-- DATA FOR REVIEW --
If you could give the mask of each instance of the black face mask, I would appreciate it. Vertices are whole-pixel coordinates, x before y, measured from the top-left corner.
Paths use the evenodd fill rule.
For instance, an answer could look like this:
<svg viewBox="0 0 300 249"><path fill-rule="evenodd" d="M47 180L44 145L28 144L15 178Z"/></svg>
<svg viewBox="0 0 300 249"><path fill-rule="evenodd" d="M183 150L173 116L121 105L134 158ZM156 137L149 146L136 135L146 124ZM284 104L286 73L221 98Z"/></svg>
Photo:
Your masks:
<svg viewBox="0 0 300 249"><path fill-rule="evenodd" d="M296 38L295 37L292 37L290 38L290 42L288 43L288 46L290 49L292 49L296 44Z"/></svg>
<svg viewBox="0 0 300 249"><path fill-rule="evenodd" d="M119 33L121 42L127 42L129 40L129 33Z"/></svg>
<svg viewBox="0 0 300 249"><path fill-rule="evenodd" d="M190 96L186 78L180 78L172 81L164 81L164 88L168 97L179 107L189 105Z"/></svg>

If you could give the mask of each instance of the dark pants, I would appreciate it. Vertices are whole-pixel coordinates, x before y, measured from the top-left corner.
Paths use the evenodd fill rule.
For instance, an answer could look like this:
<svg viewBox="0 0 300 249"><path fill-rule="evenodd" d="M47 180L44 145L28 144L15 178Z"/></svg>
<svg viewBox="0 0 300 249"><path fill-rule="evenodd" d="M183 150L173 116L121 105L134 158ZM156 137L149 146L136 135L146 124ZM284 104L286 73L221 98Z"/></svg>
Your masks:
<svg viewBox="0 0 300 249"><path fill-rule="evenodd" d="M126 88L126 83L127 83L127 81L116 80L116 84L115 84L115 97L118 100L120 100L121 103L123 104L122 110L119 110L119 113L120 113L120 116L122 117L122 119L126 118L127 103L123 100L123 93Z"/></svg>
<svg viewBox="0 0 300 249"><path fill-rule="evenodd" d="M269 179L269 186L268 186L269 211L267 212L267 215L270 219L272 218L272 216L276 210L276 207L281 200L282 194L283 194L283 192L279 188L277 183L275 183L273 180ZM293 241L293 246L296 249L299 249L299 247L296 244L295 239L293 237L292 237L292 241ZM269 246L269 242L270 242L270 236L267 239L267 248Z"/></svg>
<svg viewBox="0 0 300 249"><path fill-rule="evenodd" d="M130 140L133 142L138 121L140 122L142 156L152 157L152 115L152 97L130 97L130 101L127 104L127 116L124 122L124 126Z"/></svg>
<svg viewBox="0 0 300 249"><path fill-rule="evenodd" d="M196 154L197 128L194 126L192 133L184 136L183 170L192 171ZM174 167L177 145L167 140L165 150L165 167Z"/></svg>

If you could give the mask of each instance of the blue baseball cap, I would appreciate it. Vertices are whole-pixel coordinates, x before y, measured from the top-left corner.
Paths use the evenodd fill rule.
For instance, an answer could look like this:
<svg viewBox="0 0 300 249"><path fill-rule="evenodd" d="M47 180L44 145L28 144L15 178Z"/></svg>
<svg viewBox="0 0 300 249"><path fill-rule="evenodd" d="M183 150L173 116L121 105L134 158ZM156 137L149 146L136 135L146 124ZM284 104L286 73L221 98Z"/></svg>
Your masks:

-- PROBLEM TO WORK ON --
Word for word, transcribe the data shown above.

-- ANSWER TO THE PROBLEM --
If you could give the mask of each instance of the black face mask, I would appreciate it. Vertices are whole-pixel coordinates, x before y, measured from the top-left corner.
Paths use the evenodd fill rule.
For instance, an answer could look like this:
<svg viewBox="0 0 300 249"><path fill-rule="evenodd" d="M47 180L44 145L28 144L15 178Z"/></svg>
<svg viewBox="0 0 300 249"><path fill-rule="evenodd" d="M183 150L173 116L121 105L134 158ZM156 137L149 146L136 135L146 124ZM284 104L286 73L221 98Z"/></svg>
Photo:
Your masks:
<svg viewBox="0 0 300 249"><path fill-rule="evenodd" d="M296 38L295 37L292 37L290 38L290 42L288 43L288 46L290 49L292 49L296 44Z"/></svg>
<svg viewBox="0 0 300 249"><path fill-rule="evenodd" d="M119 33L121 42L127 42L129 40L129 33Z"/></svg>
<svg viewBox="0 0 300 249"><path fill-rule="evenodd" d="M190 96L186 78L180 78L172 81L164 81L164 88L168 97L179 107L189 105Z"/></svg>

If you could give the mask of each instance of the dark pants, I would appreciate it. Vertices are whole-pixel coordinates, x before y, measured from the top-left corner.
Paths use the evenodd fill rule.
For instance, an answer could look like this:
<svg viewBox="0 0 300 249"><path fill-rule="evenodd" d="M47 180L44 145L28 144L15 178Z"/></svg>
<svg viewBox="0 0 300 249"><path fill-rule="evenodd" d="M183 150L173 116L121 105L134 158ZM156 137L149 146L136 135L146 124ZM284 104L286 73L221 98Z"/></svg>
Your masks:
<svg viewBox="0 0 300 249"><path fill-rule="evenodd" d="M126 88L126 83L127 83L127 81L116 80L116 84L115 84L115 97L118 100L120 100L121 103L123 104L122 110L119 110L119 113L120 113L120 116L122 117L122 119L126 118L127 103L123 100L123 93Z"/></svg>
<svg viewBox="0 0 300 249"><path fill-rule="evenodd" d="M269 179L269 186L268 186L269 211L267 212L267 215L270 219L272 218L272 216L276 210L276 207L281 200L282 194L283 194L283 192L279 188L277 183L275 183L273 180ZM293 241L293 246L296 249L299 249L299 247L296 244L295 239L293 237L292 237L292 241ZM269 246L269 242L270 242L270 236L267 239L267 248Z"/></svg>
<svg viewBox="0 0 300 249"><path fill-rule="evenodd" d="M130 140L133 142L138 121L140 122L142 156L152 157L152 115L152 97L130 97L130 101L127 104L127 116L124 122L124 126Z"/></svg>
<svg viewBox="0 0 300 249"><path fill-rule="evenodd" d="M196 154L197 128L194 126L192 133L184 136L183 170L192 171ZM174 167L177 145L167 140L165 150L165 167Z"/></svg>

If you could give the mask of each instance of the blue baseball cap, I would appreciate it. Vertices are whole-pixel coordinates, x before y, measured from the top-left corner.
Paths use the evenodd fill rule.
For instance, an answer could look like this:
<svg viewBox="0 0 300 249"><path fill-rule="evenodd" d="M47 180L44 145L28 144L15 178Z"/></svg>
<svg viewBox="0 0 300 249"><path fill-rule="evenodd" d="M183 150L173 116L121 105L134 158ZM156 137L149 146L136 135L146 124ZM284 104L286 73L221 98Z"/></svg>
Your masks:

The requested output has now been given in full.